* **Goal**:
Below is a listing; write it out exactly and drop any images from it.

== Source data

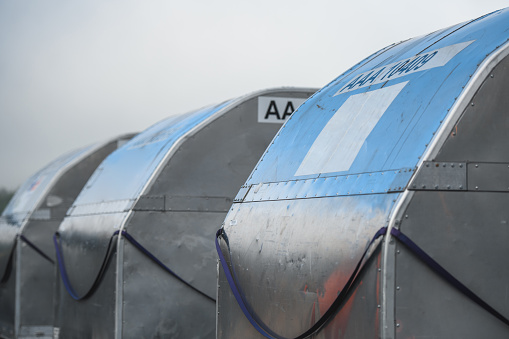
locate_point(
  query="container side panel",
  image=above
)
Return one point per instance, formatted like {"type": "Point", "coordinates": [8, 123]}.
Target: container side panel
{"type": "Point", "coordinates": [80, 319]}
{"type": "Point", "coordinates": [292, 259]}
{"type": "Point", "coordinates": [466, 232]}
{"type": "Point", "coordinates": [217, 160]}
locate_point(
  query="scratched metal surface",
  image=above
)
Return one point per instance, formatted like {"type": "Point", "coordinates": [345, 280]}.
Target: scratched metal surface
{"type": "Point", "coordinates": [380, 116]}
{"type": "Point", "coordinates": [474, 223]}
{"type": "Point", "coordinates": [170, 188]}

====

* **Final result**:
locate_point(
  query="container side panel",
  image=above
)
Return one point per instance, formatted like {"type": "Point", "coordinates": [8, 123]}.
Target: container side panel
{"type": "Point", "coordinates": [80, 319]}
{"type": "Point", "coordinates": [292, 259]}
{"type": "Point", "coordinates": [466, 232]}
{"type": "Point", "coordinates": [217, 160]}
locate_point(
  query="scratched metal surface",
  image=above
)
Return one point per instance, formatted like {"type": "Point", "coordinates": [345, 280]}.
Target: scratched metal surface
{"type": "Point", "coordinates": [380, 116]}
{"type": "Point", "coordinates": [474, 223]}
{"type": "Point", "coordinates": [170, 188]}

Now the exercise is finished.